— BEGIN Records provided —

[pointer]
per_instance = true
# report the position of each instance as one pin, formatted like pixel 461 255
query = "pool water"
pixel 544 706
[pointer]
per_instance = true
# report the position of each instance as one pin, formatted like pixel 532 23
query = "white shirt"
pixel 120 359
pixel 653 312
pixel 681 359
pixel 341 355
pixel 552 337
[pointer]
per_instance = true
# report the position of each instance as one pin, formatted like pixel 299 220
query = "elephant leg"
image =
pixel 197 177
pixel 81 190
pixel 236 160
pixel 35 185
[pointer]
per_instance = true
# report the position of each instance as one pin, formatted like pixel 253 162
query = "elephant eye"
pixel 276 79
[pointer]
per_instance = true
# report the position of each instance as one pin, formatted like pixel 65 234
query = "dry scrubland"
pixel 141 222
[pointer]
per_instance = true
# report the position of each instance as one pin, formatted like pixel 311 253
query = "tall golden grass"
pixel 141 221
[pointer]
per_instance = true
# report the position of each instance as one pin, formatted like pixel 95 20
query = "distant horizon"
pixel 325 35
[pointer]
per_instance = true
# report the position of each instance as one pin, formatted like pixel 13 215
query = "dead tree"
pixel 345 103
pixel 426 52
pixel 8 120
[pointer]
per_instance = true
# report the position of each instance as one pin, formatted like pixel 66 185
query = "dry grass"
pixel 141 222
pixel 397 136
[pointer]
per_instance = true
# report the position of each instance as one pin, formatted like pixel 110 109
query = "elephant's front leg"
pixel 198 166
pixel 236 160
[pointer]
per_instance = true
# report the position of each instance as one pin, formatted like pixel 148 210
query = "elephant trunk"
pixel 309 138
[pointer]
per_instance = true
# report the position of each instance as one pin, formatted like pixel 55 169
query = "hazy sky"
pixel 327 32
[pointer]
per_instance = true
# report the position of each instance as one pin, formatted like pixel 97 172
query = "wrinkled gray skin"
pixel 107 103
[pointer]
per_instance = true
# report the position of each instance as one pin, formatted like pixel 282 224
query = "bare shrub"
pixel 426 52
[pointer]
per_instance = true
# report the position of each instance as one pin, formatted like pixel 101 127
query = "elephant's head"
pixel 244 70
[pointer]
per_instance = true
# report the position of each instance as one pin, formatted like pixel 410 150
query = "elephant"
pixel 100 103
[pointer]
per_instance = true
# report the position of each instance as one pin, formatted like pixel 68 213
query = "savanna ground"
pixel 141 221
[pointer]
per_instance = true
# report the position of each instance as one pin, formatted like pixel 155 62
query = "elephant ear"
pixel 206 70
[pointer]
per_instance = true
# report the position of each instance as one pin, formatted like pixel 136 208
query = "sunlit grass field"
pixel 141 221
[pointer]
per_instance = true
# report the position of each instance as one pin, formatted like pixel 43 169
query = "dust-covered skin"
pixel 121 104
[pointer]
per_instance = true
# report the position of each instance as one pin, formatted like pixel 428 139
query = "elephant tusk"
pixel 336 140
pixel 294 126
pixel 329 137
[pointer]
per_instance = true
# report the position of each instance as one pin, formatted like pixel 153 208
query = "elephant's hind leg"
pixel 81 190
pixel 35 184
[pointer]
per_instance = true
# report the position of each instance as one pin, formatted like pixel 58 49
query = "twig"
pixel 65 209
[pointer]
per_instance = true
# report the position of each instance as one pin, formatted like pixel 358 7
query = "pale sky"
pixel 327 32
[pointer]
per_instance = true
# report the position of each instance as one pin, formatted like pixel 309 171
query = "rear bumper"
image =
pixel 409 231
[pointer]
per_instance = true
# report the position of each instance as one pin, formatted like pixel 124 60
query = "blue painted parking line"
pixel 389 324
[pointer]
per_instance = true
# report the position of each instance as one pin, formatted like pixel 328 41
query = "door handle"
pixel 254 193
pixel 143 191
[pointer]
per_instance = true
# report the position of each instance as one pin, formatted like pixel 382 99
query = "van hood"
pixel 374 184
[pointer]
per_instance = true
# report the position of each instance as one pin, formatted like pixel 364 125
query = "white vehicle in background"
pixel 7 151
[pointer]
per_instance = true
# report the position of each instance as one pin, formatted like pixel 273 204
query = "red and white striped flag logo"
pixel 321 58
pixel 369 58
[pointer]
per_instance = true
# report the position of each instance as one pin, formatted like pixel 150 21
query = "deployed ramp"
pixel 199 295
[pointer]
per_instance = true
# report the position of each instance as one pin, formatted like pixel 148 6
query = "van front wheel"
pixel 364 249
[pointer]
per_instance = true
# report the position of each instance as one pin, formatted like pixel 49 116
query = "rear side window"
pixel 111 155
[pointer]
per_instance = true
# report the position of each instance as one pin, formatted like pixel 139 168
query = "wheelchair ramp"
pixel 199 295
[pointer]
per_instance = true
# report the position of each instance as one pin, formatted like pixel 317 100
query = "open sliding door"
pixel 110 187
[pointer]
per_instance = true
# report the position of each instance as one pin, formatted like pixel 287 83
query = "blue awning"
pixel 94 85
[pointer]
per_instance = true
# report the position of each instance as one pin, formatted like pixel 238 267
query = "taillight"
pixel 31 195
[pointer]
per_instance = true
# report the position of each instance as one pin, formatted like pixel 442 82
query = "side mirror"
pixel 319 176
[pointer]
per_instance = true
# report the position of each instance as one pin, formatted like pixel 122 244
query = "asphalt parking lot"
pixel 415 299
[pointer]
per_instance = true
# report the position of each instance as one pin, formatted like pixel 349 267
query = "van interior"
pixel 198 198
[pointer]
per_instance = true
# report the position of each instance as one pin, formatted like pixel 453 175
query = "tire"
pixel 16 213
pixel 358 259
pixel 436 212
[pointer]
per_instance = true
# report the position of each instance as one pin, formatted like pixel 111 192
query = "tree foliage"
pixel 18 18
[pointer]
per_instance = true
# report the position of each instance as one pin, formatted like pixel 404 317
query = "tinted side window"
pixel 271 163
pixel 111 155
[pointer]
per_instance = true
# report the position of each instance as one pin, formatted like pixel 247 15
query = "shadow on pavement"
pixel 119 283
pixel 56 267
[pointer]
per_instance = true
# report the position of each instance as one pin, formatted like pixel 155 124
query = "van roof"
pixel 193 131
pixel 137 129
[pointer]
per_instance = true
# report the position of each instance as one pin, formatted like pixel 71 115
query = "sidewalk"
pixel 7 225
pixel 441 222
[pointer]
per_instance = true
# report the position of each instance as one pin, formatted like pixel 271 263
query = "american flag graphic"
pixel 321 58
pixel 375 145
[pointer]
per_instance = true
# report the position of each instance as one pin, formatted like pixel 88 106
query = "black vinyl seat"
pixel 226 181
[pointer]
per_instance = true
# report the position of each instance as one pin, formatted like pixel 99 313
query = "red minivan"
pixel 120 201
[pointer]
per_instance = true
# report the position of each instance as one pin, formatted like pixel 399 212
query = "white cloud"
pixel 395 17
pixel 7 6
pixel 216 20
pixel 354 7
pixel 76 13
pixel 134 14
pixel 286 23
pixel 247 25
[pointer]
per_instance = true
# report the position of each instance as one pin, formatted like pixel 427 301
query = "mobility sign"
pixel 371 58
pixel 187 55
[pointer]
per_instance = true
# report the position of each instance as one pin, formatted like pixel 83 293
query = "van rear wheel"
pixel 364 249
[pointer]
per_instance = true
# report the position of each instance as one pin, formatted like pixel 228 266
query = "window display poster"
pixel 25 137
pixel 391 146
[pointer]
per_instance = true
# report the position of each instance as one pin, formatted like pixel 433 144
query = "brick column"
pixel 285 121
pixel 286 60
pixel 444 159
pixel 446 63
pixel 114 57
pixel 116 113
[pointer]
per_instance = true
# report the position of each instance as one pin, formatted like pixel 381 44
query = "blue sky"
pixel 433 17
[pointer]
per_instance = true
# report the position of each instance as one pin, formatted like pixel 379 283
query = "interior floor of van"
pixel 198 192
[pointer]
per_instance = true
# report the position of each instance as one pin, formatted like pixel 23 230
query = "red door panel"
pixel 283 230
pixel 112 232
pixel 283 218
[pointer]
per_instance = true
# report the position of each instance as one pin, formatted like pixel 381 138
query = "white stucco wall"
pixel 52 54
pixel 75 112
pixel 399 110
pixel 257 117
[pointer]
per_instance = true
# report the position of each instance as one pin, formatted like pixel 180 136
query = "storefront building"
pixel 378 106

— END Records provided —

■ To be done
Write out, with no changes, the stretch of lines from the first one through the line containing "pixel 107 103", including both of those lines.

■ Right answer
[pointer]
per_instance = true
# report the position of each instance as one pin, formatted like pixel 461 255
query = "pool water"
pixel 544 706
[pointer]
per_instance = true
# report the position of each instance as one pin, formatted like pixel 532 23
query = "white shirt"
pixel 120 359
pixel 653 312
pixel 681 359
pixel 341 355
pixel 552 337
[pointer]
per_instance = true
# report the position of each instance as one pin, formatted like pixel 299 220
query = "elephant leg"
image =
pixel 197 177
pixel 81 190
pixel 236 160
pixel 35 185
[pointer]
per_instance = true
# report the position of each instance as one pin, formatted like pixel 253 162
query = "elephant eye"
pixel 276 79
[pointer]
per_instance = true
# report the position of each instance as one pin, formatted like pixel 65 234
query = "dry scrubland"
pixel 141 222
[pointer]
per_instance = true
# report the position of each instance as one pin, formatted like pixel 311 253
query = "tall golden grass"
pixel 141 221
[pointer]
per_instance = true
# report the position of each instance as one pin, formatted like pixel 95 20
query = "distant horizon"
pixel 325 35
[pointer]
per_instance = true
# report the position of each instance as one pin, formatted like pixel 13 215
query = "dead tree"
pixel 345 103
pixel 426 52
pixel 8 120
[pointer]
per_instance = true
# report the position of each instance as one pin, formatted like pixel 66 185
query = "dry grass"
pixel 141 222
pixel 397 136
[pointer]
per_instance = true
# report the position of each instance as one pin, formatted like pixel 110 109
query = "elephant's front leg"
pixel 198 166
pixel 236 160
[pointer]
per_instance = true
# report the position of each instance as one pin, formatted like pixel 148 210
query = "elephant trunk"
pixel 309 138
[pointer]
per_instance = true
# report the position of each instance as one pin, formatted like pixel 55 169
query = "hazy sky"
pixel 327 32
[pointer]
per_instance = true
# report the position of each instance as one pin, formatted like pixel 97 172
query = "wrinkled gray skin"
pixel 107 103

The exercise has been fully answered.